**ACTIVITY:** All pictures should be dropped, and only the lines from the top of the entries below through the line containing "find black backpack" repeated exactly, both ends included.

━━━ DATA SUPPLIED

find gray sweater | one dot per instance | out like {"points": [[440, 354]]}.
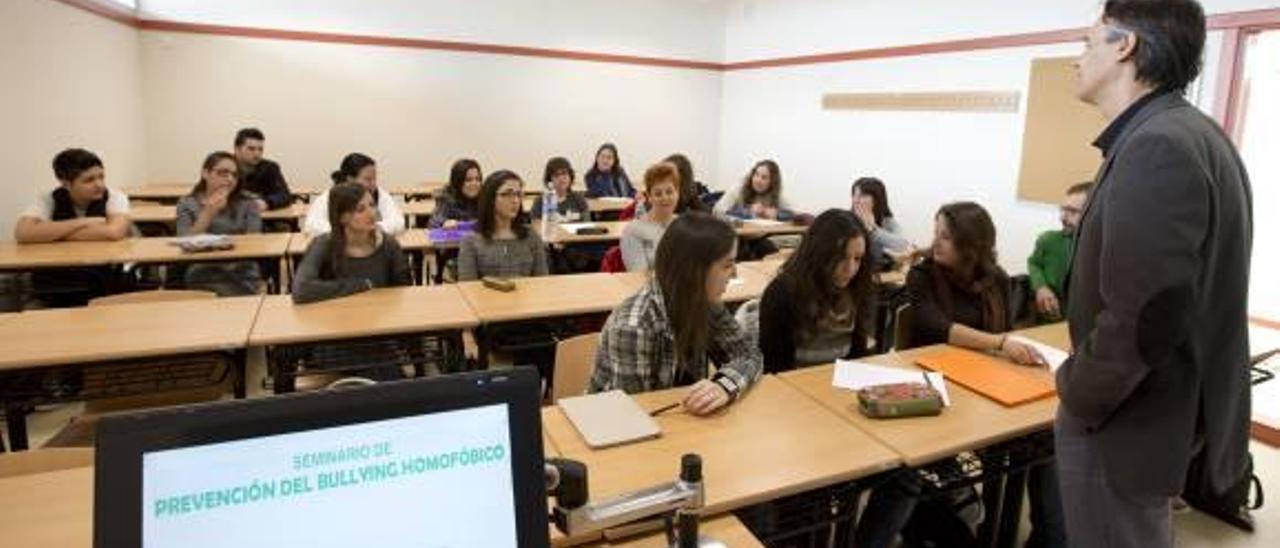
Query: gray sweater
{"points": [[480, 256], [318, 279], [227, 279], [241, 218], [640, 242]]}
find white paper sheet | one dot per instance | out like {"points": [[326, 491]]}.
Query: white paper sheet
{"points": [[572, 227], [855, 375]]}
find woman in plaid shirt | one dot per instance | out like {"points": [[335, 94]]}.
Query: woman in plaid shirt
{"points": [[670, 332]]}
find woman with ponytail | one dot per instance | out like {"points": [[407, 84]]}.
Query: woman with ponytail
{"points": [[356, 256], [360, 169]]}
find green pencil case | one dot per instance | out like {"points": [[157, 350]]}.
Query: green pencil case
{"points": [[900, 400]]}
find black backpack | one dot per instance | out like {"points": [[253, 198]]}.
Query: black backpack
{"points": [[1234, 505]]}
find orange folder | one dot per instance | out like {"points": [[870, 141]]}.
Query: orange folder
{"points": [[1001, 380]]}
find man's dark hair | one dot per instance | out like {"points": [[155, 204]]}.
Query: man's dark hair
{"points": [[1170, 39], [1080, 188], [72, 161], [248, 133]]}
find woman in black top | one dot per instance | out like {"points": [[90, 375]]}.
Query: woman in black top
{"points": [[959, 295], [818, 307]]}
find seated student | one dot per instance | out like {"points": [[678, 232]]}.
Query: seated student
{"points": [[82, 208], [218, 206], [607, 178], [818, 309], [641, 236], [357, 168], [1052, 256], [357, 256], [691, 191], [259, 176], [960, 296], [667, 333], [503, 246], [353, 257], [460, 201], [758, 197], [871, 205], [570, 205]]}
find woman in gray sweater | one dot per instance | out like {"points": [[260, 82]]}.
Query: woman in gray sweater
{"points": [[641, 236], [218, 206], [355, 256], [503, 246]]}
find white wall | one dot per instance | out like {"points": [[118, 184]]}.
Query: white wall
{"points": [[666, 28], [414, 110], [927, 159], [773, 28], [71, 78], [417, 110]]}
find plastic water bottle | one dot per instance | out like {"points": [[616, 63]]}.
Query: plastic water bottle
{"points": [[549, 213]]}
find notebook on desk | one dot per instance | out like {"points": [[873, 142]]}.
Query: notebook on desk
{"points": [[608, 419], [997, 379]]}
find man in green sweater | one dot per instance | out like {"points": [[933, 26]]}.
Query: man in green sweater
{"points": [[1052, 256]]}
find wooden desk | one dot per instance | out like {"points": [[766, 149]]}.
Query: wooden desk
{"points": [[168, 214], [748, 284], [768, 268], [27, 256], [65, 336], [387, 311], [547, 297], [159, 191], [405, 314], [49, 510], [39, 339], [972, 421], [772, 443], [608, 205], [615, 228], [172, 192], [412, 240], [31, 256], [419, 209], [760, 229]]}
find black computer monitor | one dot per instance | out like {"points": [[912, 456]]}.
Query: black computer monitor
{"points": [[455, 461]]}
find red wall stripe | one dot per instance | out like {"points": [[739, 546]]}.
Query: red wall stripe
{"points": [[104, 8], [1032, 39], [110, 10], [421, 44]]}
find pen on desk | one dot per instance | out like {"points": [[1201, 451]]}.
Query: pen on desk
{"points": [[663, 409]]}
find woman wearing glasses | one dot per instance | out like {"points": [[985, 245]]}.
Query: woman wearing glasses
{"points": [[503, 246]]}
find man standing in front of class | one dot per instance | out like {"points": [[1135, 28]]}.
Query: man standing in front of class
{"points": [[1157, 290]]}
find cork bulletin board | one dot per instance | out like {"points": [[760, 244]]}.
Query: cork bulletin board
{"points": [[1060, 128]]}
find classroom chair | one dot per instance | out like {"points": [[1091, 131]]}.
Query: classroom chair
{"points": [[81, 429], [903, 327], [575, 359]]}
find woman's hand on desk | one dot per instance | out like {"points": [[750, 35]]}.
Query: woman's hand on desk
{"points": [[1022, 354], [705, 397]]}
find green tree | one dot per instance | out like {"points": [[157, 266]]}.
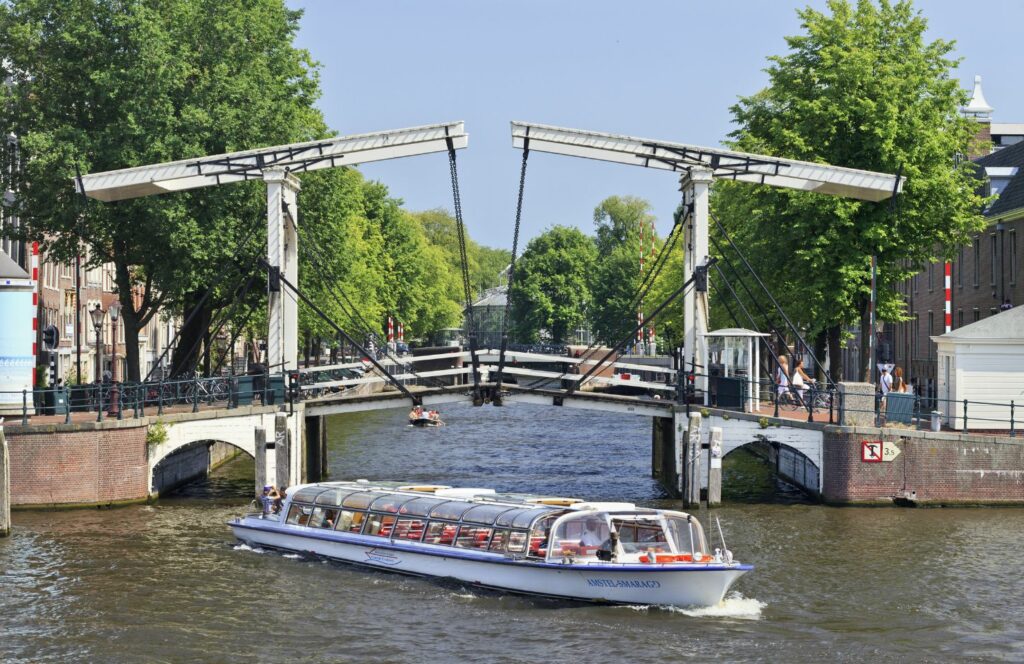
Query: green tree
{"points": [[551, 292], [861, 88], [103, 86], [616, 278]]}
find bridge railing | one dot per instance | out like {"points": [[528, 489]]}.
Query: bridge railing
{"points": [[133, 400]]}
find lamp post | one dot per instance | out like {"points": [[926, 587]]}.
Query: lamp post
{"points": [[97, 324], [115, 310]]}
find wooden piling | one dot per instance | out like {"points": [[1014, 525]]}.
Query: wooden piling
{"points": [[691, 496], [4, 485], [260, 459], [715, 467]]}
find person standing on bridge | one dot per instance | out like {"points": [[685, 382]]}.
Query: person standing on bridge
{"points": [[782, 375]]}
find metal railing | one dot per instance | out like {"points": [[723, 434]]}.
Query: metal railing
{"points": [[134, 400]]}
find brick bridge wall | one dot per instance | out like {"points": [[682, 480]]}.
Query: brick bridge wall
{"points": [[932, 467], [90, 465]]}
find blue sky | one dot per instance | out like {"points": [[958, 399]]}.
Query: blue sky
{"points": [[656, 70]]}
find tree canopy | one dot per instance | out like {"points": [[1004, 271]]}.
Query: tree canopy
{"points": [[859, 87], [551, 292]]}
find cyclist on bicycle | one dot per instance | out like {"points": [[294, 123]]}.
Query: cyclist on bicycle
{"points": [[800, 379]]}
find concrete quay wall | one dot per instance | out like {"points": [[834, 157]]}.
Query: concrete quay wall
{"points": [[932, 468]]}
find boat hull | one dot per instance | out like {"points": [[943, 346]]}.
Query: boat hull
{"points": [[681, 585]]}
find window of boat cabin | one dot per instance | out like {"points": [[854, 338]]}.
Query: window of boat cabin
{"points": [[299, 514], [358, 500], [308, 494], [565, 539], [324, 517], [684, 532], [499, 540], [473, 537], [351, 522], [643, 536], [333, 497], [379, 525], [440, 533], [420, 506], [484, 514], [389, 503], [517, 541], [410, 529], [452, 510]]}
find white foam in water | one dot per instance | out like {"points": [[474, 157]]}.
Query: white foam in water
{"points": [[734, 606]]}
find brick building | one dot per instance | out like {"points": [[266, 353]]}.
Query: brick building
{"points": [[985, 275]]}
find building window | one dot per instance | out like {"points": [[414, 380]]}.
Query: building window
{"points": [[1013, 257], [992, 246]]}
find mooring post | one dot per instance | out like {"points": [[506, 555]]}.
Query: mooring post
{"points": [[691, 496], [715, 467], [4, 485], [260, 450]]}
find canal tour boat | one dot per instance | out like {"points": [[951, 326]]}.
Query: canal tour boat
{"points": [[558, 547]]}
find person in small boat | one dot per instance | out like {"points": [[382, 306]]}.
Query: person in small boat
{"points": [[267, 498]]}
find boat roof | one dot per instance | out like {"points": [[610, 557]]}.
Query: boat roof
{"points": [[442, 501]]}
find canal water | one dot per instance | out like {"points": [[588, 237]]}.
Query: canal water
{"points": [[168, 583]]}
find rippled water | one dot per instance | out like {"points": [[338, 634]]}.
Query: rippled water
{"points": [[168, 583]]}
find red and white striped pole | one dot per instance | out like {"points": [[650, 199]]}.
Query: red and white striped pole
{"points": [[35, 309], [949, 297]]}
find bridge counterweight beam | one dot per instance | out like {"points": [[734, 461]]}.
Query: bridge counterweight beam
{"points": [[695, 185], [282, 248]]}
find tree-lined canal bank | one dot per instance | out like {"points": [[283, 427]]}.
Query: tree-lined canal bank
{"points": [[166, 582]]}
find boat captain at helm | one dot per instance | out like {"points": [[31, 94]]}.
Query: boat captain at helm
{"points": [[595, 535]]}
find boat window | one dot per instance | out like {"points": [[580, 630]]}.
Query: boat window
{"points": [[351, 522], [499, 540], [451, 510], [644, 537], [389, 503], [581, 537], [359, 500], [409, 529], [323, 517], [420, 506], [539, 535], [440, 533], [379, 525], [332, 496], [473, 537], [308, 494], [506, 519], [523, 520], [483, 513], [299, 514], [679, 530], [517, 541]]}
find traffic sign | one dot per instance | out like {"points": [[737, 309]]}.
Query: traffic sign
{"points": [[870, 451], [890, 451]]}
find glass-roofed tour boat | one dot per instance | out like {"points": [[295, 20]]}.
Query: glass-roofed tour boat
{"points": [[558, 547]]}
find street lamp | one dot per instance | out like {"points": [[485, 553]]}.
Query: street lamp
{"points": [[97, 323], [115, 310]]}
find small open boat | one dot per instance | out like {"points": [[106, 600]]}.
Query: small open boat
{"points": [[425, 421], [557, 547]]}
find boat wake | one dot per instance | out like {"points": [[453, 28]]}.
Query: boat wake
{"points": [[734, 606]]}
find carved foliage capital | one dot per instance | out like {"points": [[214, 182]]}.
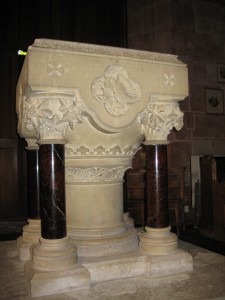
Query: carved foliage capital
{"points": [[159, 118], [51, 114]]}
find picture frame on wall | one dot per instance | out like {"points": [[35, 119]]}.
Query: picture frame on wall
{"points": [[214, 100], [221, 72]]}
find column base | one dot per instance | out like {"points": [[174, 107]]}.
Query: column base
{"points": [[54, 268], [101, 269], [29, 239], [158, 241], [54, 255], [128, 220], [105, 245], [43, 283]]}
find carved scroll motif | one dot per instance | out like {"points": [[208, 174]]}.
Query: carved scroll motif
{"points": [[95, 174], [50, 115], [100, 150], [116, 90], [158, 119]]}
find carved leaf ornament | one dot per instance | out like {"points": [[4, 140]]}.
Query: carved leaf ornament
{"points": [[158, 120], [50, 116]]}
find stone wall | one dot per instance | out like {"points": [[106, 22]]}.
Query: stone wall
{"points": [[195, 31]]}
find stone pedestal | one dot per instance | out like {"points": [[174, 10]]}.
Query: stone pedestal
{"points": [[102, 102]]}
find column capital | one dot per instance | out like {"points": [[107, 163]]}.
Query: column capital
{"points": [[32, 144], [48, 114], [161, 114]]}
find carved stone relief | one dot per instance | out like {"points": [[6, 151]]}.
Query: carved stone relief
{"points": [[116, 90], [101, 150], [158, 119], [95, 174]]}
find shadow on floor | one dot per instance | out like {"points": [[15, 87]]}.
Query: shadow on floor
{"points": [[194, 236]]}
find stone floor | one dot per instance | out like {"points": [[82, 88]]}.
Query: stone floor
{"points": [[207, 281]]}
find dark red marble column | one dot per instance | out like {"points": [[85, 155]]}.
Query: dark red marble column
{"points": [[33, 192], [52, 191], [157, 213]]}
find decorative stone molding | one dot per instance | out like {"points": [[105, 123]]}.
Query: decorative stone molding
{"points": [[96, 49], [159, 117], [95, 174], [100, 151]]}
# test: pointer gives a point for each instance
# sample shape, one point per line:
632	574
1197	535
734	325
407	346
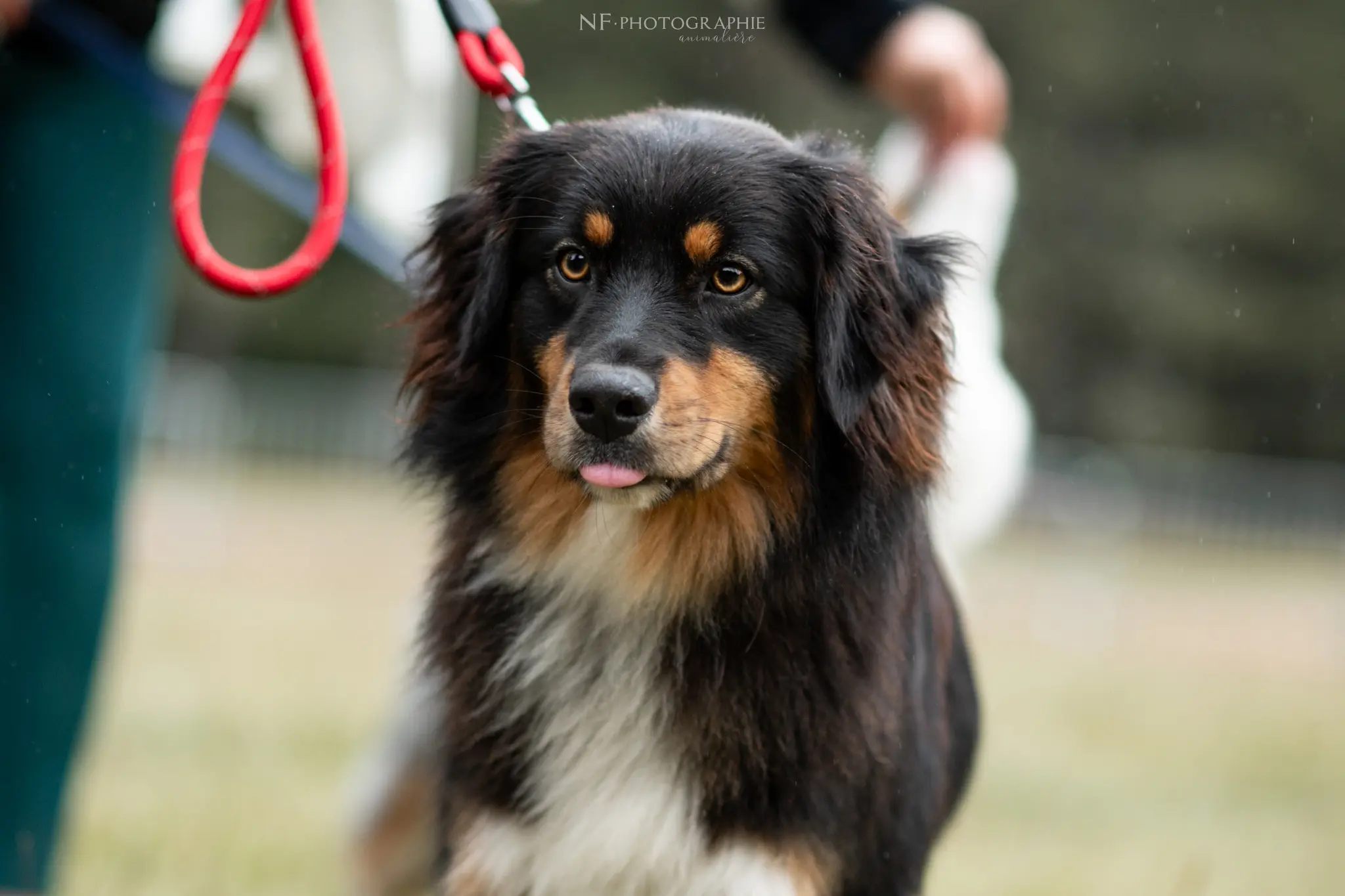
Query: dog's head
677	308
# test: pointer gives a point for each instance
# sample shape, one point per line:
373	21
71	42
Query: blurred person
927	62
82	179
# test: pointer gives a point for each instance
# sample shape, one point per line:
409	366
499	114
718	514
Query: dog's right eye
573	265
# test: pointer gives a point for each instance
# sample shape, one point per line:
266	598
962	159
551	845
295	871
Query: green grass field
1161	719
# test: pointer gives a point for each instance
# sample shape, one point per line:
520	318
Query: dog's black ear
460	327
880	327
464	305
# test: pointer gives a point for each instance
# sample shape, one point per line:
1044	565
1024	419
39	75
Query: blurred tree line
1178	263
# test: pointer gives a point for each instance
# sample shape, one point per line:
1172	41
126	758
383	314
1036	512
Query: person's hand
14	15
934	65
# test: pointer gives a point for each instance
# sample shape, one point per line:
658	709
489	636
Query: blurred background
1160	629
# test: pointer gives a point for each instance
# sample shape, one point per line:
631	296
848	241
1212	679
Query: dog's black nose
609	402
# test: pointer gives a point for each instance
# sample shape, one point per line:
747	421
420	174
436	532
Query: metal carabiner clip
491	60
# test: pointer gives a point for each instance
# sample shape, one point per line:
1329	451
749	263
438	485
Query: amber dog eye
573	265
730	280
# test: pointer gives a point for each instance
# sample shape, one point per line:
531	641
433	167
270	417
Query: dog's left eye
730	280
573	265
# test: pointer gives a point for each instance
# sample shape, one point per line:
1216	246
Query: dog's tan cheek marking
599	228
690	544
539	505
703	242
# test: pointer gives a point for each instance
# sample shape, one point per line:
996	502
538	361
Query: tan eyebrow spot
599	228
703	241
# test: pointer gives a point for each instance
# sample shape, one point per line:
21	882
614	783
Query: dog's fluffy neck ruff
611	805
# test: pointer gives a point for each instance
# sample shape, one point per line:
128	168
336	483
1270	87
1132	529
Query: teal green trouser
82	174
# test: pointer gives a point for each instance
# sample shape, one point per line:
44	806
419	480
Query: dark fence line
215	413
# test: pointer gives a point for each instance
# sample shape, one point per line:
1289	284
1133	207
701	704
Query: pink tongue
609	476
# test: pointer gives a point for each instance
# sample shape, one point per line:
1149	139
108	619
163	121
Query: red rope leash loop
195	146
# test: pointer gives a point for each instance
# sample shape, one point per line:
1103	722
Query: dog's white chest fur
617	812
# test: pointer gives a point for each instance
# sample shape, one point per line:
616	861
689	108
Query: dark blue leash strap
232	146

━━━━━━

**RESPONSE TO THE TASK:**
find gray sweater | one dot per instance | out like {"points": [[440, 354]]}.
Query: gray sweater
{"points": [[480, 256], [318, 279], [227, 279], [241, 218], [640, 242]]}
find white paper sheet | one dot per instance | out like {"points": [[326, 491]]}.
Query: white paper sheet
{"points": [[572, 227], [855, 375]]}
find woman in plaid shirt | one dot per instance | out like {"points": [[335, 94]]}.
Query: woman in plaid shirt
{"points": [[670, 332]]}
find woman with ponytail | one dot per instance | out like {"points": [[407, 84]]}.
Query: woman with ponytail
{"points": [[356, 256], [360, 169]]}
find green pencil case | one dot per instance | out like {"points": [[157, 350]]}.
Query: green pencil case
{"points": [[900, 400]]}
find black backpack | one dot per instance | out like {"points": [[253, 198]]}.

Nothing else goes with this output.